Task prompt: Could you return all of the entries below exactly, minus the pictures?

Source records
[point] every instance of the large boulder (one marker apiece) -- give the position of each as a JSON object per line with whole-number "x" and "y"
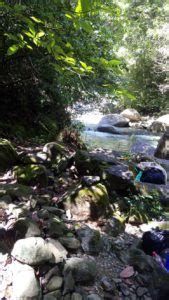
{"x": 131, "y": 114}
{"x": 31, "y": 175}
{"x": 161, "y": 124}
{"x": 119, "y": 177}
{"x": 83, "y": 269}
{"x": 113, "y": 120}
{"x": 151, "y": 172}
{"x": 8, "y": 155}
{"x": 25, "y": 284}
{"x": 162, "y": 150}
{"x": 88, "y": 202}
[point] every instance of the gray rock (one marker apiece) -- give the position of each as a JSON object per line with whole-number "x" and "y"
{"x": 83, "y": 270}
{"x": 32, "y": 251}
{"x": 146, "y": 265}
{"x": 113, "y": 120}
{"x": 76, "y": 296}
{"x": 25, "y": 227}
{"x": 54, "y": 283}
{"x": 69, "y": 283}
{"x": 70, "y": 243}
{"x": 25, "y": 285}
{"x": 59, "y": 253}
{"x": 56, "y": 295}
{"x": 90, "y": 239}
{"x": 57, "y": 228}
{"x": 114, "y": 227}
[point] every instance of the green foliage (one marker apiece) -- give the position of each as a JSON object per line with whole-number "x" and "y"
{"x": 141, "y": 208}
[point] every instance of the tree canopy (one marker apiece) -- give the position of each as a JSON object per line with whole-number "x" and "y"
{"x": 56, "y": 52}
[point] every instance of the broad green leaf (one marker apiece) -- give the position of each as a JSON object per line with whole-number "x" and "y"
{"x": 37, "y": 20}
{"x": 13, "y": 49}
{"x": 115, "y": 62}
{"x": 40, "y": 34}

Output for this exercise:
[point] every instance of the large boulder (one marker apiece) -- give the position of each as a JSON object per line with whole-number "x" and "y"
{"x": 131, "y": 114}
{"x": 31, "y": 175}
{"x": 161, "y": 124}
{"x": 119, "y": 177}
{"x": 83, "y": 269}
{"x": 113, "y": 120}
{"x": 151, "y": 172}
{"x": 8, "y": 155}
{"x": 25, "y": 284}
{"x": 162, "y": 150}
{"x": 88, "y": 202}
[point] every instance of the gray rock (one marker apiece) -- give the position of each as a JSON object per line with whole-number "x" and "y"
{"x": 83, "y": 270}
{"x": 32, "y": 251}
{"x": 146, "y": 265}
{"x": 113, "y": 120}
{"x": 76, "y": 296}
{"x": 25, "y": 227}
{"x": 54, "y": 283}
{"x": 69, "y": 283}
{"x": 70, "y": 243}
{"x": 25, "y": 285}
{"x": 59, "y": 253}
{"x": 56, "y": 295}
{"x": 90, "y": 239}
{"x": 57, "y": 228}
{"x": 114, "y": 227}
[point] every instance of the green foliage (one marker apiece) -- give the position of each as a JSON object per line with whole-number "x" and "y"
{"x": 141, "y": 208}
[point] every instance of the tree canopy (one marker apiece) -- give the position of each as a JSON object per line with whole-number "x" and "y"
{"x": 56, "y": 52}
[point] every instance of the broad green leaf (one marker apiece) -- give the position of each as a JSON object per line with whole-number "x" and "y"
{"x": 37, "y": 20}
{"x": 13, "y": 49}
{"x": 115, "y": 62}
{"x": 40, "y": 34}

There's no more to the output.